### Supplied records ###
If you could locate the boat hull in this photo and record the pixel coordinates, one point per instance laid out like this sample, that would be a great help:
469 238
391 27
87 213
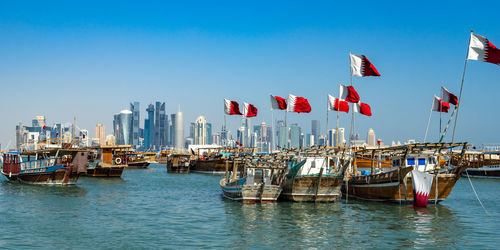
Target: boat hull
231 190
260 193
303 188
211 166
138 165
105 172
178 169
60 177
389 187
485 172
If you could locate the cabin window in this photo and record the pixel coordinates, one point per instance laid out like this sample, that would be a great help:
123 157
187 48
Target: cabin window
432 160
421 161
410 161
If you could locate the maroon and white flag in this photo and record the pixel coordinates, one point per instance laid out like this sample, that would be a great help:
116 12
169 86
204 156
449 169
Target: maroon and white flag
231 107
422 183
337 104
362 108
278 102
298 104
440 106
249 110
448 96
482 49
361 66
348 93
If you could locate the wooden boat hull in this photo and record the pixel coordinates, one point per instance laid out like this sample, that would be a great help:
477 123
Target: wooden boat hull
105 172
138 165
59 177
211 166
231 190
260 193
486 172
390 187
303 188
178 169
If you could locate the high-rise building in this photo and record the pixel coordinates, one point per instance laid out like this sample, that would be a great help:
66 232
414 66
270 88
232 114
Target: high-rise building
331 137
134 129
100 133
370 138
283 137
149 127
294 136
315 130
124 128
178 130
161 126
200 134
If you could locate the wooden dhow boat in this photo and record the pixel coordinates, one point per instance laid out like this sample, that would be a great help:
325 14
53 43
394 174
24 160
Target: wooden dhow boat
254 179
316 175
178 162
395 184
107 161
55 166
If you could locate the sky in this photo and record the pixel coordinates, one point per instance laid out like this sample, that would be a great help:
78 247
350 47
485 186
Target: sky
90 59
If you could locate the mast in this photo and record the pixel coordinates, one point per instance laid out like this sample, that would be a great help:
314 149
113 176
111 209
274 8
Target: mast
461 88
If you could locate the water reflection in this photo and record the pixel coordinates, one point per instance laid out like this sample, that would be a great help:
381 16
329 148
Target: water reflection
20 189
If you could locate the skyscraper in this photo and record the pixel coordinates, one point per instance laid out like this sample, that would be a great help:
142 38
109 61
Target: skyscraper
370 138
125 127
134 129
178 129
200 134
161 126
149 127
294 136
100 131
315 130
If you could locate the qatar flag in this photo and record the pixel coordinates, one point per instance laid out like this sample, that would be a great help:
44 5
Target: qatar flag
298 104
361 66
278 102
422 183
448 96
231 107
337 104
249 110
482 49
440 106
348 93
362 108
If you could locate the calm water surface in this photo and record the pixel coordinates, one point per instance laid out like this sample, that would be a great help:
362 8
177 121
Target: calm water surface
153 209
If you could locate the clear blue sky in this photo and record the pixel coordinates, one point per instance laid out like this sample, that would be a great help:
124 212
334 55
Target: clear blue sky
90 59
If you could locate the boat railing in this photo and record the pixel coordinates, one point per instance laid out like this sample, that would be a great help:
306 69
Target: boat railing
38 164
###
### Supplied records ###
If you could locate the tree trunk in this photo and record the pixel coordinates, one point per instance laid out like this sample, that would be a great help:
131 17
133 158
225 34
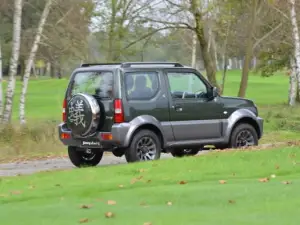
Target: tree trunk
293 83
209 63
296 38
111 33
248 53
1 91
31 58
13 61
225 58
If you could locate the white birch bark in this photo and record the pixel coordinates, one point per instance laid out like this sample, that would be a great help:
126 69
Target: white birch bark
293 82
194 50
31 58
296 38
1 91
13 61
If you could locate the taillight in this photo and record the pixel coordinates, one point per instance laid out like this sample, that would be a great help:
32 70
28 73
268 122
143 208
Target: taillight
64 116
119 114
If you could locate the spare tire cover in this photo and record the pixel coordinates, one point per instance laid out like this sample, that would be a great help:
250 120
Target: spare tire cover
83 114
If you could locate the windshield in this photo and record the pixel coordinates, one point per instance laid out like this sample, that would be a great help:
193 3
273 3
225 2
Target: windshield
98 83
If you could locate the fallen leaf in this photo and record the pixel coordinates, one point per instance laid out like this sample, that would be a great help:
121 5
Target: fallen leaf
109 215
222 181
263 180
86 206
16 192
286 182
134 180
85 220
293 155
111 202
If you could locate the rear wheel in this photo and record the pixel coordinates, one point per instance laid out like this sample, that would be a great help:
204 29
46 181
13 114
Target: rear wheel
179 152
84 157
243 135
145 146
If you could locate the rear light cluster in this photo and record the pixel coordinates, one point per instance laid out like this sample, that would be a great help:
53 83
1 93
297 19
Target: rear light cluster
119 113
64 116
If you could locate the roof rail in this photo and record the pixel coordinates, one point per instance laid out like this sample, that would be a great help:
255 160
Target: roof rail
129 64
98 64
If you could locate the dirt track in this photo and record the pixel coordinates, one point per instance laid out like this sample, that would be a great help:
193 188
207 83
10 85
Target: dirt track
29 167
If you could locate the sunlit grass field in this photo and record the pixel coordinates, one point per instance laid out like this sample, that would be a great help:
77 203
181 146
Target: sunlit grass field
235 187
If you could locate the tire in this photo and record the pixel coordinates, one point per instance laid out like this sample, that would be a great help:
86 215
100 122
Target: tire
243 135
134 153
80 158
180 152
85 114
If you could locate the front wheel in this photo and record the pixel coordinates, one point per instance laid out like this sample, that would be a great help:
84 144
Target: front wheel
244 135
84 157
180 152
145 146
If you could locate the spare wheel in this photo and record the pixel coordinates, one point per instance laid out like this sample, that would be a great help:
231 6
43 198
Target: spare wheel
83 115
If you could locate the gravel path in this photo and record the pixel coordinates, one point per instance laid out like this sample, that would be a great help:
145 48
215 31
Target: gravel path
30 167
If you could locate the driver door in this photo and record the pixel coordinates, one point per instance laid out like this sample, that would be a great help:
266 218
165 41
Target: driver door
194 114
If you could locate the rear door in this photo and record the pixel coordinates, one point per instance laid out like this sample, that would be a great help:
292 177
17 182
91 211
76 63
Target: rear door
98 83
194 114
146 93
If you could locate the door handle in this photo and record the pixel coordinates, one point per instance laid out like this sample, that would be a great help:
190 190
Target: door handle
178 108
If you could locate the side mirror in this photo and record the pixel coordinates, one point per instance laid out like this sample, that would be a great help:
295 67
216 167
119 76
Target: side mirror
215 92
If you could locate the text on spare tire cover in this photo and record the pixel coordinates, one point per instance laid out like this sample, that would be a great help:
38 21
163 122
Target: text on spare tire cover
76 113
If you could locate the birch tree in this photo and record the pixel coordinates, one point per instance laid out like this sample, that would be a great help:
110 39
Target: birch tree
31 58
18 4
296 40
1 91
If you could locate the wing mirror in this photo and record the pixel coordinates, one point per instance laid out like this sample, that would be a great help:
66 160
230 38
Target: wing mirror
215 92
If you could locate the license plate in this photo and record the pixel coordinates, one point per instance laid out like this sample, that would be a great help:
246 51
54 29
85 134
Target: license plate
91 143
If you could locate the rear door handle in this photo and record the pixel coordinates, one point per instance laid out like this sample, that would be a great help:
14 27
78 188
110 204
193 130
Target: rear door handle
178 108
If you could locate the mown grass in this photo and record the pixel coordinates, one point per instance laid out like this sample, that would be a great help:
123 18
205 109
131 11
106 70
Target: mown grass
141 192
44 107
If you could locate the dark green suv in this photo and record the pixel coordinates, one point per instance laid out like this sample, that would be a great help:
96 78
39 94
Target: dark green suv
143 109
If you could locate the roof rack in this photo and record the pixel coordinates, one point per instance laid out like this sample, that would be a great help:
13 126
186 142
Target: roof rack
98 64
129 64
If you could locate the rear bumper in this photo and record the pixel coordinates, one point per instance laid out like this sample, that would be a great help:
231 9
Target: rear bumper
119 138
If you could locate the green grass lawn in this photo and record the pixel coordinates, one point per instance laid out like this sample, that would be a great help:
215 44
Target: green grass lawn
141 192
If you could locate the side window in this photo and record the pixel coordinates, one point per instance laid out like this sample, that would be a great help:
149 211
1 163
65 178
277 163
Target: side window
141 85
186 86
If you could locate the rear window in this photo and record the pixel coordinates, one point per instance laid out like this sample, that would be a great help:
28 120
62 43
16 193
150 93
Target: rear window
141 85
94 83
###
- [Given exercise]
Find every line above that contains the word "license", matching case exactly, and copy each of those lines in full.

- [The response]
If you could locate the license plate in this photo and record the pixel coordinates, one point per instance laid out like this sample, that would be a great help:
Target: license plate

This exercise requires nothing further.